> _GIVEN ENTRIES_:

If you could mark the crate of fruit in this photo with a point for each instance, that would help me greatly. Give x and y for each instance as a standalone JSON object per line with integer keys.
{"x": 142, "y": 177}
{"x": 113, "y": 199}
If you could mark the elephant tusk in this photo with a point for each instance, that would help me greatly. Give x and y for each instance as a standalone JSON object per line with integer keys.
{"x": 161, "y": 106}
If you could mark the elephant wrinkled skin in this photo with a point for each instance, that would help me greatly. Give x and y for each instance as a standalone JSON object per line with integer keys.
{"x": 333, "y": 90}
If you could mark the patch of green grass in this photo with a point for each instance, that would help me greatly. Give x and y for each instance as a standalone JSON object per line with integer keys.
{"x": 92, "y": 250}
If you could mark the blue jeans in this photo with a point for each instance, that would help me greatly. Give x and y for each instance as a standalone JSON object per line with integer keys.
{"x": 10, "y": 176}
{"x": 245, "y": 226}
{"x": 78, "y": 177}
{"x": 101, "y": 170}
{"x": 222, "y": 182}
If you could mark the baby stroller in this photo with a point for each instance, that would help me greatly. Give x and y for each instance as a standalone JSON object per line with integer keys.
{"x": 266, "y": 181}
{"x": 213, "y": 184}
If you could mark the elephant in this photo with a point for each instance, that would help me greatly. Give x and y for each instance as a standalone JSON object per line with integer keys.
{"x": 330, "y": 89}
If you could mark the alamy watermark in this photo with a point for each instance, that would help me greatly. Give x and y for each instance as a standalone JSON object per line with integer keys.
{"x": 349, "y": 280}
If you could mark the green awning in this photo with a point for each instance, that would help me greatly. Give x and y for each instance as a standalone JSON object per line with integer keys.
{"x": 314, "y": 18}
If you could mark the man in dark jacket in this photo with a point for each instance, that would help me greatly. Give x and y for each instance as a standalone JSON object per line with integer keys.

> _WHAT YOU WILL DO_:
Reproduce all of the material above verbatim, line for line, without altering any wording or punctuation.

> _FULL ANSWER_:
If you could mark the crate of fruit in this photo with a point for each instance, that would help me greatly. Give x and y for each instance as a standalone JSON object per line with integer keys.
{"x": 142, "y": 177}
{"x": 113, "y": 199}
If you could mark the elephant tusk in this photo with a point for each instance, that would help me greatly. Give x and y for each instance as a standalone JSON object per line with integer keys.
{"x": 161, "y": 106}
If you could mark the elephant wrinkled skin in this photo with a point for each instance, that would help me greatly. Give x and y for each instance as a standalone JSON object per line with integer keys.
{"x": 333, "y": 90}
If you could mark the patch of green grass in this photo with a point for each instance, that would help me greatly. Give x and y for each instance as a standalone JSON object per line with integer keys.
{"x": 92, "y": 250}
If you could mark the blue jeans in this photo with a point for each instance, that would help me greatly. Give x and y for each instance as a standalone JSON object per line with integer keys.
{"x": 10, "y": 176}
{"x": 245, "y": 226}
{"x": 78, "y": 177}
{"x": 101, "y": 170}
{"x": 222, "y": 182}
If you could mark the baby stroller in this photo with a point for each instance, that would help me greatly. Give x and y for each instance as a standalone JSON object per line with integer keys.
{"x": 266, "y": 181}
{"x": 213, "y": 184}
If you could mark the elephant in this photo with a point for each instance, that would help me greatly. Give x and y for each instance as a standalone JSON object per line with integer keys.
{"x": 330, "y": 89}
If you could mark the alamy watermark in this photo with a point for each instance, that would help me greatly. Give x and y for each instance as a standalone JSON object per line with integer keys.
{"x": 349, "y": 280}
If you could mark the green awning in this photo with a point for each instance, that would help me greatly. Give x and y for each instance as a standalone JSON object per line with integer keys.
{"x": 314, "y": 18}
If you could mark the man in dark jacket in this photo with a point for each instance, that would help me greatly. Give x and y for each instance as a standalone JSON object per line with integer keys.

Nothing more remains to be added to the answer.